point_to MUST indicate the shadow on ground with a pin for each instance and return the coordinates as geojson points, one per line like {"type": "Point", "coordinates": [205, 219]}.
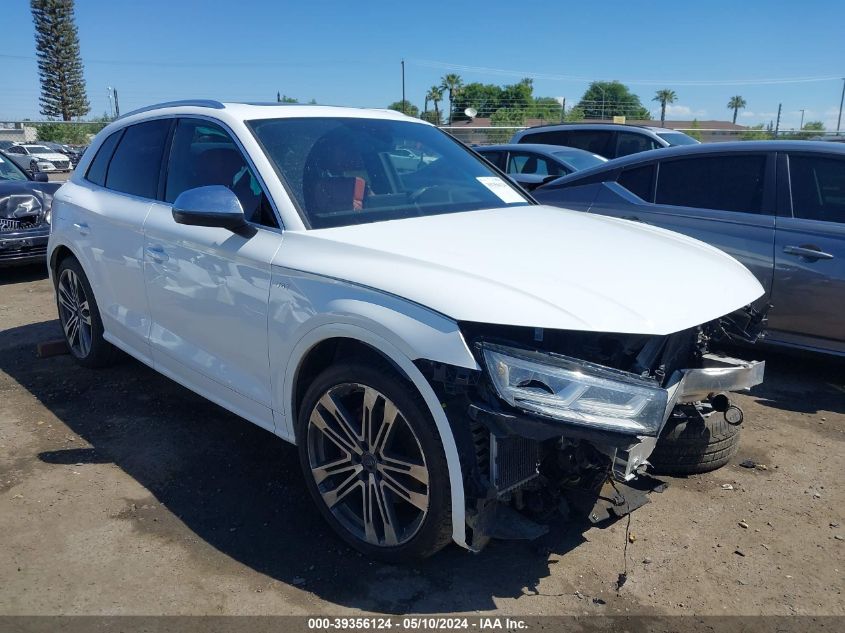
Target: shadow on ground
{"type": "Point", "coordinates": [801, 382]}
{"type": "Point", "coordinates": [22, 274]}
{"type": "Point", "coordinates": [240, 490]}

........

### [Task directions]
Repeat the listing word for word, omitting the pictures.

### [Written response]
point_to MUST indicate the shadow on ground with a pin for each instance and return the coordinates as geojson points, one per line like {"type": "Point", "coordinates": [205, 219]}.
Target: shadow on ground
{"type": "Point", "coordinates": [801, 382]}
{"type": "Point", "coordinates": [22, 274]}
{"type": "Point", "coordinates": [240, 490]}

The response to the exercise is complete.